(Position identification records)
☆ ☆ ☆ ☆ ☆ ☆ ☆
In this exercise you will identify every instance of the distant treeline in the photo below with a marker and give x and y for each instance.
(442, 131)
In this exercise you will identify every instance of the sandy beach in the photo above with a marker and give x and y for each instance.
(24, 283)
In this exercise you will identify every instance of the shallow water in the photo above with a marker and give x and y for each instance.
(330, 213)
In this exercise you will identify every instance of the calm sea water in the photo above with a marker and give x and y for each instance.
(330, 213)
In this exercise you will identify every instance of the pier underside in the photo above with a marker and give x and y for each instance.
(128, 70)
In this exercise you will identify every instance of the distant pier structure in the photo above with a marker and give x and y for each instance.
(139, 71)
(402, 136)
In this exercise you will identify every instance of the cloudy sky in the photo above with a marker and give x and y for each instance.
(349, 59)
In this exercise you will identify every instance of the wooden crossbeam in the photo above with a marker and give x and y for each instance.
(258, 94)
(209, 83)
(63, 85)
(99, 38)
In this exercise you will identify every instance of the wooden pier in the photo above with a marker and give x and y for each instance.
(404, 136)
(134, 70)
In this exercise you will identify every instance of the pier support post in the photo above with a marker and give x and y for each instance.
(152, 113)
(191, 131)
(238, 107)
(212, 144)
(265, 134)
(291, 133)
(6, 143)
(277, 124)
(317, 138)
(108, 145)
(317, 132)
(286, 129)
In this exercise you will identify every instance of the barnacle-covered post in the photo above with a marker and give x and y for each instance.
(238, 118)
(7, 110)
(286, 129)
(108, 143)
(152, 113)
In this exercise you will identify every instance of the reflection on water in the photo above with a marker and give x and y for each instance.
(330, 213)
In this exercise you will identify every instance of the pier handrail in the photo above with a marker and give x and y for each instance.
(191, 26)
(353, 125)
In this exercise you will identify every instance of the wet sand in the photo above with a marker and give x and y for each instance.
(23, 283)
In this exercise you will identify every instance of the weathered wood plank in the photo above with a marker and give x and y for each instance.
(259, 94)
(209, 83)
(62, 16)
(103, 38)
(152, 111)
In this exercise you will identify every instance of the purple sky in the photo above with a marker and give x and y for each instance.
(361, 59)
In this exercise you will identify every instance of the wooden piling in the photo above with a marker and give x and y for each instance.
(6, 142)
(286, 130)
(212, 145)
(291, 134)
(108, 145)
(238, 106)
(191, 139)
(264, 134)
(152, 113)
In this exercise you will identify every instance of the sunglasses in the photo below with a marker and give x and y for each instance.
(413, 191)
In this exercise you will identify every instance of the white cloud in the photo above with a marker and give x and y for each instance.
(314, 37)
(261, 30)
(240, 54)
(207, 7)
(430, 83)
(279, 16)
☆ ☆ ☆ ☆ ☆ ☆ ☆
-- Written instruction --
Make an exact copy of the listing, including every line.

-- The solution --
In this exercise you will identify every instance of the distant treeline in the photo below with a marker and give x and y for each instance.
(442, 131)
In this exercise you will identify every instance of the sandy beach in the photo above with a marker and give x and y for each instance.
(24, 283)
In this exercise you will identify every instance of the shallow water in the photo above with a marker and give x and y for each instance.
(330, 213)
In this exercise you will identify every instance of the calm sea water in the photo above with a marker and give x and y for each instance.
(330, 213)
In this exercise you will identify every instance of the pier underside in the photo above with a marker and give x and y for each instance.
(128, 70)
In this exercise you will identify every instance of the distant pier structure in the photo above with a marker and give x and y for each instance.
(139, 71)
(402, 136)
In this exercise you will identify every instance of the cloudy sky in the photo above with a marker and give x and y for each instance.
(349, 59)
In this exercise you will identify every instance of the wooden crossbeam in the photo above with a marker and give x and y for each instance.
(258, 94)
(209, 83)
(63, 85)
(99, 38)
In this exercise you will identify every instance of the wooden pier in the photo above with a marker and give x and y for each instance.
(404, 136)
(134, 70)
In this exercise you will identify every instance of the pier support post in the photo above with a marker and give x and y for each instance.
(152, 113)
(191, 131)
(238, 107)
(212, 144)
(265, 134)
(291, 133)
(6, 143)
(277, 124)
(317, 138)
(108, 145)
(317, 132)
(286, 129)
In this exercise you will identify every instance of the barnacle-covered post in the photo above with a marker and give x and y for each instance.
(238, 118)
(7, 110)
(286, 129)
(108, 143)
(152, 113)
In this exercise you will identify every instance of the reflection on water in the photo above with a marker and give x and y for each instance.
(330, 213)
In this exercise you will identify every instance of the pier handrail in the photo above with a marker and give x and y for each instance.
(191, 26)
(353, 125)
In this exercise you will identify every instance of the wet sand in the photo above with a marker and give x and y for each instance.
(23, 283)
In this exercise you will identify every instance of the weathered wood plank in the photo above with a marker and give x and y for each instance.
(259, 94)
(209, 83)
(62, 16)
(103, 38)
(152, 111)
In this exercise you will identify every instance of the purple sky in the photo above with a marker and give x and y for each instance.
(361, 59)
In this exercise you will identify every instance of the wooden piling in the photo above with a marker and give x and y for each instance.
(6, 142)
(286, 130)
(212, 145)
(291, 134)
(108, 145)
(238, 106)
(191, 139)
(264, 134)
(152, 113)
In this exercise you will identify every instance of the sunglasses in the photo below with a marker and give x and y for each instance.
(413, 191)
In this exercise you will identify every instance of the white cloud in the photo above with a marker and give x and y for each instance.
(314, 37)
(261, 30)
(240, 54)
(207, 7)
(430, 83)
(279, 16)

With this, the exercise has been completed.